(Dataset rows)
####################

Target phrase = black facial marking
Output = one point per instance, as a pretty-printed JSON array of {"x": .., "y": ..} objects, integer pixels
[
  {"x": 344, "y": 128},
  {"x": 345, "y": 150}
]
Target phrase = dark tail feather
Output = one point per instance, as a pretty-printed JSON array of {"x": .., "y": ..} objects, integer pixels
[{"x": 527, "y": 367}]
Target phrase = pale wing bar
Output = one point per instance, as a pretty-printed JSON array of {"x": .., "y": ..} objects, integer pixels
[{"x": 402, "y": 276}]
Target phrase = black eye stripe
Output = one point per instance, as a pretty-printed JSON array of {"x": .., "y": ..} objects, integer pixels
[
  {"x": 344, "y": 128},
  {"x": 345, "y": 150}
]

####################

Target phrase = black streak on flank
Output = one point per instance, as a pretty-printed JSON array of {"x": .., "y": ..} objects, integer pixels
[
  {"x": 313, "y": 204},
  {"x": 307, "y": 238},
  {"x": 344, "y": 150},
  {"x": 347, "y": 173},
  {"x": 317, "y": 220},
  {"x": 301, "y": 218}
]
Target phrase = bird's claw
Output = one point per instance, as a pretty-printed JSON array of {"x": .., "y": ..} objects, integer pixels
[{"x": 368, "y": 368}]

####################

▶ [Task to complete] Report only the number of lines in the rows above that contain the string "phrase", counting matches case-sensitively.

▶ [Answer to the problem] 6